> _ОТРЫВОК ДЛЯ ЧТЕНИЯ_
112. Так что дух старается охватить и оставшееся без него бытие ничто, и выйти за пределы жизни к бытию будущего, ничто которого есть будущее бытие.

113. Так что дух обрушивается в бездну и стремится к богу, стремится наполнить сущностью бытия слово и оживить смерть. В единстве искусства и науки он сливается в истину раскрытой для себя жизни. В духе жизнь оттесняет свое бытие к двум крайностям, которые в соприкосновении и столкновении друг с другом порождают истину слова, в котором заканчивается и то, что из него следует, и то, что к нему привело. Так что эти две противоположности, соединенные в слове, настолько неотличимы в своем различии, что их невыносимая мощь может принадлежать только богу, поскольку он это слово и есть. Так что посредством творения в бесконечной мощи присущего ему самообладания он стал причиной творения, с необходимостью вытекающей из его самобытности.

114. Но присущее богу еще не сам бог, он еще не достиг себя посредством творения, ничто еще обрушилось на его бытие видимостью бытия, но не посягнуло на само бытие. Слово еще не высказало всю сущность бога помимо творения, еще не пришло время окончательного торжества истины, еще дух смертен, а бессмертна лишь идея,  в которой этот дух обретает свое бессмертное будущее в ничто.

[Записи для указания и разметки]

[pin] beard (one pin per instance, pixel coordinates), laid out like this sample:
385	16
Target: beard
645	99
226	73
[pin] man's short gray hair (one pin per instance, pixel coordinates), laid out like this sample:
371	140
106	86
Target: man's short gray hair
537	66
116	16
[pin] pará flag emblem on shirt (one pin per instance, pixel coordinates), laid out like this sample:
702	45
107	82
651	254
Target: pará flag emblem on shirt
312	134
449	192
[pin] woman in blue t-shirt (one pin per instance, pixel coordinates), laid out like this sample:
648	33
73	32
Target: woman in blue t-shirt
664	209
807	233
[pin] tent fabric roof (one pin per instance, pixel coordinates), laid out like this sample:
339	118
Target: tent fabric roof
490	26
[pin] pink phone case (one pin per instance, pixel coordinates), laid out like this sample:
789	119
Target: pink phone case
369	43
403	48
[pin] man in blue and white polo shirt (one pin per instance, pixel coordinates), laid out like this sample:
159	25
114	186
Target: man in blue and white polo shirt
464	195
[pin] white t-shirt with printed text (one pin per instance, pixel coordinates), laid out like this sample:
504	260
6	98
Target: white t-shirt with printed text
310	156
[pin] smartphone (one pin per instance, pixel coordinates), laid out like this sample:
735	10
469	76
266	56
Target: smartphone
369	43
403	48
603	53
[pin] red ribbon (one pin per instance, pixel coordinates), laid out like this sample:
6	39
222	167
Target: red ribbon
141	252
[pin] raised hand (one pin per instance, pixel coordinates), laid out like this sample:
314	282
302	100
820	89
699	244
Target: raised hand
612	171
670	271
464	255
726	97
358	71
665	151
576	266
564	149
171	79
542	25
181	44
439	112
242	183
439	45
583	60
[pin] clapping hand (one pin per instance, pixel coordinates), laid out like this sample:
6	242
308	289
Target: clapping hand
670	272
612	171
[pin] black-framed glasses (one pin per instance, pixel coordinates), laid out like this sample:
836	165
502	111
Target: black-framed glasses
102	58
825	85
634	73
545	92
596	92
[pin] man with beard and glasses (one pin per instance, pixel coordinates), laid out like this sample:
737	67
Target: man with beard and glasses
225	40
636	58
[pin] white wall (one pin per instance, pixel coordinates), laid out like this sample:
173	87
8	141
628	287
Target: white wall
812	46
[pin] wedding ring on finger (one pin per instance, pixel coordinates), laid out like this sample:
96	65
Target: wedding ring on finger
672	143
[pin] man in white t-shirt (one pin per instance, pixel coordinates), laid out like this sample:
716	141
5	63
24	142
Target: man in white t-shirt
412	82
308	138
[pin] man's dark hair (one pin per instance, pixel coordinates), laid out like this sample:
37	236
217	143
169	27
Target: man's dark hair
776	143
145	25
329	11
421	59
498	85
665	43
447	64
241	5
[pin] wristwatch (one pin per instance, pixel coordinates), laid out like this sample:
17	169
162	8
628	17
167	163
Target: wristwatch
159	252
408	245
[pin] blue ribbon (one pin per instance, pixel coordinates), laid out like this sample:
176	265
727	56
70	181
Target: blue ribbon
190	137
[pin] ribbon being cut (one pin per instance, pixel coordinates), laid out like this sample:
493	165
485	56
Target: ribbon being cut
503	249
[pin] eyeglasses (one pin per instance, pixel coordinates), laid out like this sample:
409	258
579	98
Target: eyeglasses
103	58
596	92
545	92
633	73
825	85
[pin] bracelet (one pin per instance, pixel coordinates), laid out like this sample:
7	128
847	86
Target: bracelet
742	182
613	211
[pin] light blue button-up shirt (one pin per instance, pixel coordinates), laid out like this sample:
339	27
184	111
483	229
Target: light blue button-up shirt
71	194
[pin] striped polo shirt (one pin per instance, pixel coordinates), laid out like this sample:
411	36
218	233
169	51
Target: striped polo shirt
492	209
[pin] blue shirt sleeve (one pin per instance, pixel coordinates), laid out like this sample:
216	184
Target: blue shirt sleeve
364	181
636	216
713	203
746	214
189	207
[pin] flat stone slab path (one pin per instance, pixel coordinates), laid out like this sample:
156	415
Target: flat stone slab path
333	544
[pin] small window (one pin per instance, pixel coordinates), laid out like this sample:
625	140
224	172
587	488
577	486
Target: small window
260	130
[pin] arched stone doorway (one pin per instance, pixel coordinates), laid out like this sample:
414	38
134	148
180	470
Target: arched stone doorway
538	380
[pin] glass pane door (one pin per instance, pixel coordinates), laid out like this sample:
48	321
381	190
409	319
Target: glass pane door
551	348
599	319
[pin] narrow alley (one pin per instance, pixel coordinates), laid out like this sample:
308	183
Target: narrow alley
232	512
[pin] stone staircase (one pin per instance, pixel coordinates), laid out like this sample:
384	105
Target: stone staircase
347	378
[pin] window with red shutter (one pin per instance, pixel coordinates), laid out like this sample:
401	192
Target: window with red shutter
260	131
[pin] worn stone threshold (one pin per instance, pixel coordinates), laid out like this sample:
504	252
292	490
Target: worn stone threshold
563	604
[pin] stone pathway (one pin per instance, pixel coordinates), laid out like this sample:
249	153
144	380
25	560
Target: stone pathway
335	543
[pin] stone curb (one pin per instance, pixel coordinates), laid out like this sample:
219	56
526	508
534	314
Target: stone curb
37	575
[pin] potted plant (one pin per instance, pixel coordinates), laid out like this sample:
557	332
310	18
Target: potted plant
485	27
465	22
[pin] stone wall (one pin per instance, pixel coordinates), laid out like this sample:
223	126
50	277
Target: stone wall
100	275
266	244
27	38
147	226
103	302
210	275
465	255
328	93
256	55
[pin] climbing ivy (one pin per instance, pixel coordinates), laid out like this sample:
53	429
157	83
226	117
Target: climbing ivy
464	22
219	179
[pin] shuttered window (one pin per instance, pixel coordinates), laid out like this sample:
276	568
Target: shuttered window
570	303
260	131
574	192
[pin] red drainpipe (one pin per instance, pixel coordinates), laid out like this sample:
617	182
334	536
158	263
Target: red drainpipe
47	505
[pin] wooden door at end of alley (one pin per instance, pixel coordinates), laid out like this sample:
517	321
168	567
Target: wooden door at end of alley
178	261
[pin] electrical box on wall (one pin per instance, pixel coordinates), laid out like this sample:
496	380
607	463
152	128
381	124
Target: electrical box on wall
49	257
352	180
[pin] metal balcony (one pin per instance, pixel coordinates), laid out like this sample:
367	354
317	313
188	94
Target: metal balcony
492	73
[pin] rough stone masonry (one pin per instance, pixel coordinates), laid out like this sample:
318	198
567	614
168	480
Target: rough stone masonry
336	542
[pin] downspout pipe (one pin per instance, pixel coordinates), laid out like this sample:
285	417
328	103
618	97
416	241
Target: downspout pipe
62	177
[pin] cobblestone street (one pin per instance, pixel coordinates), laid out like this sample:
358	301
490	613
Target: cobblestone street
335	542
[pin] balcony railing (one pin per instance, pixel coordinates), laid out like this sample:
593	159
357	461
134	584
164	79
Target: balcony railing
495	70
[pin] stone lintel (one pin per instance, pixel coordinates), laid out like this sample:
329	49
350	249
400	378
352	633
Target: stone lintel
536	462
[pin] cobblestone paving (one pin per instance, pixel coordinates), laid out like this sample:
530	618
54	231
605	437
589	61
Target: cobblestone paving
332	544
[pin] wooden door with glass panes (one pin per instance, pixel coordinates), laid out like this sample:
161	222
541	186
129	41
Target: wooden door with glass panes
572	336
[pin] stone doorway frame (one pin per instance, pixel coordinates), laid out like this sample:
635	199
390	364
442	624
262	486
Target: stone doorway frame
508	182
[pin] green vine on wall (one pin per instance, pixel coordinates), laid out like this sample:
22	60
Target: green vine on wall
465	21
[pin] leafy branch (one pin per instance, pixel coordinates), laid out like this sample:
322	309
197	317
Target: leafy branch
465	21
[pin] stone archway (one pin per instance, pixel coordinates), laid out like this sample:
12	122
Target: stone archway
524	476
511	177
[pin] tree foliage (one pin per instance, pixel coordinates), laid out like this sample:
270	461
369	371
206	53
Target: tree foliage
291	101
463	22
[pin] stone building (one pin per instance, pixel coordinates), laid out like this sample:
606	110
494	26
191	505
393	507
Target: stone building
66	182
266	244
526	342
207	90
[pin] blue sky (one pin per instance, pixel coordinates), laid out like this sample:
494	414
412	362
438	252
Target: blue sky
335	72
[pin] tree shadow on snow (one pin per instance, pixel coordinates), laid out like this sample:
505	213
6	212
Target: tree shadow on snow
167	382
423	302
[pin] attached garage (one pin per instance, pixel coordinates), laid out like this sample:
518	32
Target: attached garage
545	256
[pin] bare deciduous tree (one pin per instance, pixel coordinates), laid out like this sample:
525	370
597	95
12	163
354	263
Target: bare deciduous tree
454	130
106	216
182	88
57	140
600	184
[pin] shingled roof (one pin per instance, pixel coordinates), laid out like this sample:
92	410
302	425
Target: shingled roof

> _ПОСТАВЛЕННАЯ ЗАДАЧА 1_
Согласуются ли с отрывком утверждения (а), (б) и (в)? (а) Дух стремится к богу. (б) Дух уже бессмертен. (в) Слово уже высказало всю сущность бога. На каждое ответьте «да» или «нет» и приведите точную цитату из отрывка, которая это решает.
> _ПОСТАВЛЕННАЯ ЗАДАЧА 2_
Перепишите нумерованным списком строки данных от строки с «[pin] stone building» до последней строки данных включительно, пропустив пустые строки.
Отрывок и строки никак не связаны друг с другом.

> _ПОЛНЫЙ ОТВЕТ 1_
(а) Да: «дух обрушивается в бездну и стремится к богу».
(б) Нет: «еще дух смертен, а бессмертна лишь идея».
(в) Нет: «Слово еще не высказало всю сущность бога помимо творения».

> _ПОЛНЫЙ ОТВЕТ 2_
1. [pin] stone building (one pin per instance, pixel coordinates), laid out like this sample:
2. 606	110
3. 494	26
4. 191	505
5. 393	507
6. Target: stone building
7. 66	182
8. 266	244
9. 526	342
10. 207	90
11. [pin] blue sky (one pin per instance, pixel coordinates), laid out like this sample:
12. 494	414
13. 412	362
14. 438	252
15. Target: blue sky
16. 335	72
17. [pin] tree shadow on snow (one pin per instance, pixel coordinates), laid out like this sample:
18. 505	213
19. 6	212
20. Target: tree shadow on snow
21. 167	382
22. 423	302
23. [pin] attached garage (one pin per instance, pixel coordinates), laid out like this sample:
24. 518	32
25. Target: attached garage
26. 545	256
27. [pin] bare deciduous tree (one pin per instance, pixel coordinates), laid out like this sample:
28. 525	370
29. 597	95
30. 12	163
31. 354	263
32. Target: bare deciduous tree
33. 454	130
34. 106	216
35. 182	88
36. 57	140
37. 600	184
38. [pin] shingled roof (one pin per instance, pixel coordinates), laid out like this sample:
39. 92	410
40. 302	425
41. Target: shingled roof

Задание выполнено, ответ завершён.